### Given information
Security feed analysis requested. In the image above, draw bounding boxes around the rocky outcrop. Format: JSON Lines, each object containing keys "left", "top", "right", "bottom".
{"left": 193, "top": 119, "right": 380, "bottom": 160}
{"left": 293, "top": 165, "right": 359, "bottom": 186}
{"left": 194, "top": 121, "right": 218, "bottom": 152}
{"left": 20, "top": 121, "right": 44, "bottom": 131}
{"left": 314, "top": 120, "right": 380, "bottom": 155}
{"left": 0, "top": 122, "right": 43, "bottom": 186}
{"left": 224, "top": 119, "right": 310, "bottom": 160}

### What the task asks
The response should contain each record above, retyped exactly.

### Answer space
Security feed analysis requested. In the image above, draw bounding boxes around the rocky outcrop. Format: JSON Lines, each object containing keys "left", "top", "right", "bottom".
{"left": 193, "top": 119, "right": 380, "bottom": 160}
{"left": 293, "top": 165, "right": 359, "bottom": 186}
{"left": 194, "top": 121, "right": 218, "bottom": 152}
{"left": 20, "top": 121, "right": 44, "bottom": 131}
{"left": 314, "top": 120, "right": 380, "bottom": 155}
{"left": 0, "top": 122, "right": 43, "bottom": 186}
{"left": 224, "top": 119, "right": 310, "bottom": 160}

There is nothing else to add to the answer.